▶ _Dostarczony tekst_
MKTG NaM - pasek na kartach artykułów

Radni ustalili pensję prezydenta Bełchatowa, choć nie bez dyskusji. Ile będzie zarabiał Patryk Marjan?

Magdalena Buchalska-Frysz
Magdalena Buchalska-Frysz
Patryk Marjan prezydentem jest pierwszą kadencję. Dziś radni ustalili, jakie będzie miał zarobki
Patryk Marjan prezydentem jest pierwszą kadencję. Dziś radni ustalili, jakie będzie miał zarobki Magdalena Buchalska-Frysz
Wiadomo już, ile będzie zarabiał Patryk Marjan, nowo wybrany prezydent Bełchatowa. na dzisiejszej sesji radni miejscy Bełchatowa uchwalili pensję prezydenta. Czy wywiąże się ze swoich obietnic wyborczych?

Zarobki prezydenta Bełchatowa. Ile zarabia Patryk Marjan?

▶ _Zebrane dane_
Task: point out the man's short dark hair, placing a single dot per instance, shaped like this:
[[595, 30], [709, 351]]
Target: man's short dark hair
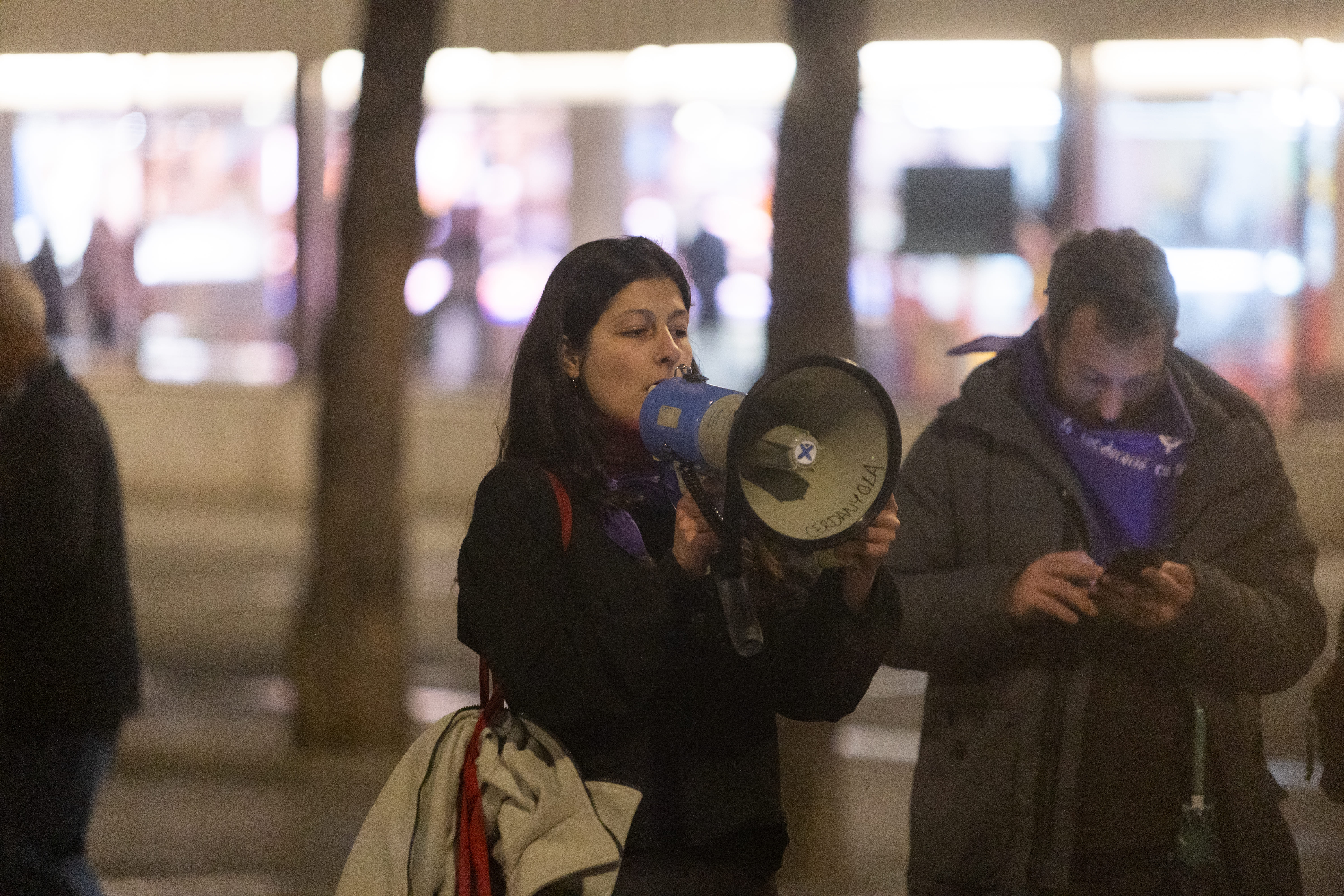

▶ _Zadanie pisemne_
Przepisz dosłownie fragment artykułu o pensji prezydenta Bełchatowa zawarty między słowami "MKTG NaM - pasek" a "zarabia Patryk Marjan?", łącznie z nimi.

▶ _Odpowiedź na zadanie_
MKTG NaM - pasek na kartach artykułów

Radni ustalili pensję prezydenta Bełchatowa, choć nie bez dyskusji. Ile będzie zarabiał Patryk Marjan?

Magdalena Buchalska-Frysz
Magdalena Buchalska-Frysz
Patryk Marjan prezydentem jest pierwszą kadencję. Dziś radni ustalili, jakie będzie miał zarobki
Patryk Marjan prezydentem jest pierwszą kadencję. Dziś radni ustalili, jakie będzie miał zarobki Magdalena Buchalska-Frysz
Wiadomo już, ile będzie zarabiał Patryk Marjan, nowo wybrany prezydent Bełchatowa. na dzisiejszej sesji radni miejscy Bełchatowa uchwalili pensję prezydenta. Czy wywiąże się ze swoich obietnic wyborczych?

Zarobki prezydenta Bełchatowa. Ile zarabia Patryk Marjan?